» REQUEST: Copy out the records below without any changes, from the line containing "Exercise. Point to the racing" through the end of the records.

» EXCERPTED RECORDS:
# # # # #

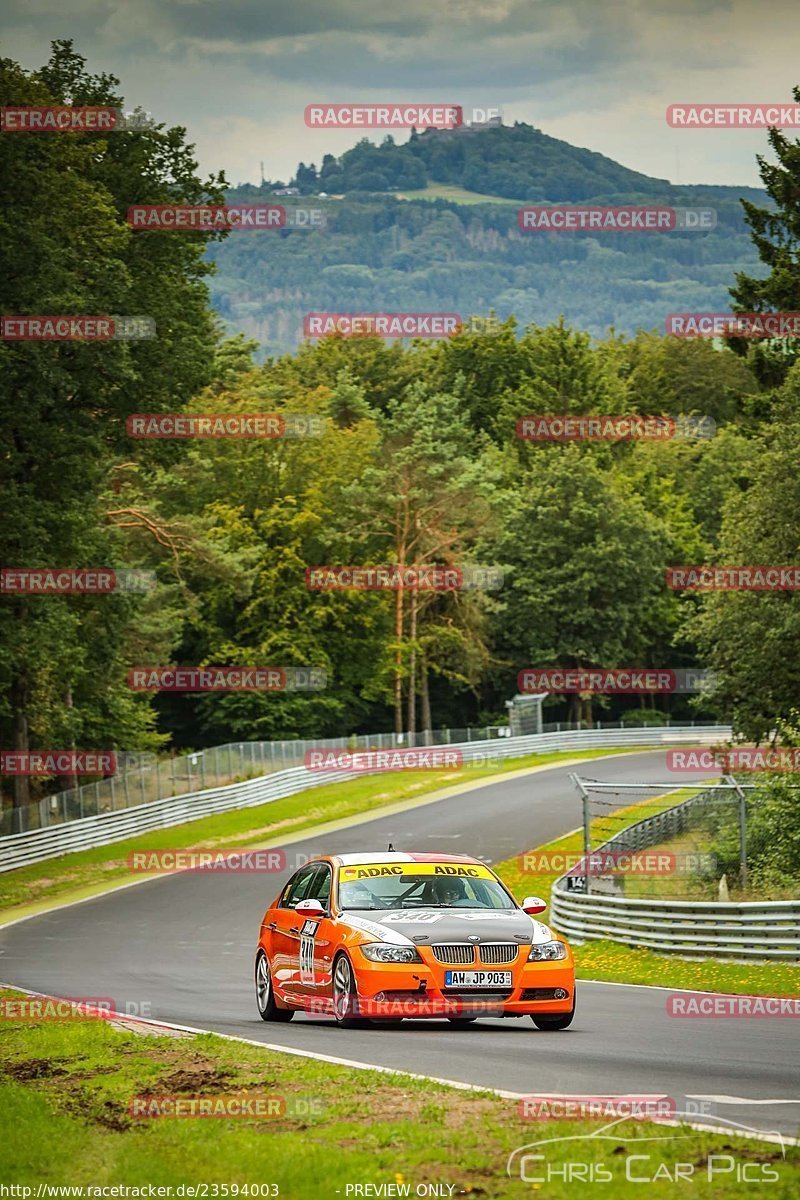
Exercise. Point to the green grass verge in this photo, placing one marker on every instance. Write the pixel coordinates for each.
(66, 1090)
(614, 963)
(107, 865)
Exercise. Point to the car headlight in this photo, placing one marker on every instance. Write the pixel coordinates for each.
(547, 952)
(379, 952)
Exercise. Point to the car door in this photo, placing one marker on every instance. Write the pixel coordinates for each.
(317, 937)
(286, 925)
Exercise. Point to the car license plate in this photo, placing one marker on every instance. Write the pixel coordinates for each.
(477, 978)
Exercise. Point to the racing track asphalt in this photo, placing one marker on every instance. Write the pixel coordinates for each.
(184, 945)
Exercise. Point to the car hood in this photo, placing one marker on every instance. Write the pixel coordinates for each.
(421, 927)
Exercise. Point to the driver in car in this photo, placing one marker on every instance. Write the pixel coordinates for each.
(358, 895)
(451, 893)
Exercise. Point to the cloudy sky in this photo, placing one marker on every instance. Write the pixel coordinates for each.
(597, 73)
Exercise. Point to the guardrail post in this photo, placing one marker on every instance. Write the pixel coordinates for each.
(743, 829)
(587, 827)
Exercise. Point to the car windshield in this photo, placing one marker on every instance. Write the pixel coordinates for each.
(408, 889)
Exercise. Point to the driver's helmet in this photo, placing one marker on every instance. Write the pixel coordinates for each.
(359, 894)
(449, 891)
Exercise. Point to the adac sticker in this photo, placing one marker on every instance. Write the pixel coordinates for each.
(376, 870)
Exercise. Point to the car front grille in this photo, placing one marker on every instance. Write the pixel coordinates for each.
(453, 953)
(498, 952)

# # # # #

» TASK SOLUTION:
Exercise. Point to the racing track asphalt in this photo, placing one marker on every instance. Write the pixel coordinates for each.
(184, 945)
Exercise. Point to the car hood in this photo, placing one marker on every instance. Write the pixel coordinates for each.
(421, 927)
Exercise. Point to the driver in car in this photo, placing one marker on every instance. Write the pixel coordinates for each.
(358, 895)
(451, 893)
Exercise. Point to the cloudy sky in this photo, placing one marker on every instance. Write the pixel coordinates for each.
(597, 73)
Exercise. Point to the guardrail post in this photo, placing one marker on every instance. Write the pixel coordinates for each.
(743, 829)
(587, 827)
Exercise. Point to the car windshield in this photo, placing one marker on every instance. Write the pixel coordinates for each.
(408, 889)
Exercise. Point to the driver's helmet in this photo, placing one marker on every instance. Write the pixel coordinates for each.
(359, 894)
(449, 891)
Exercise. Point to the adac sticker in this photo, placing one marker on every instance. Write the pixel coordinates for each.
(376, 870)
Exercise. Point to the car front grille in this photo, placing one marker on every instance. Write the pixel coordinates for each.
(453, 953)
(498, 952)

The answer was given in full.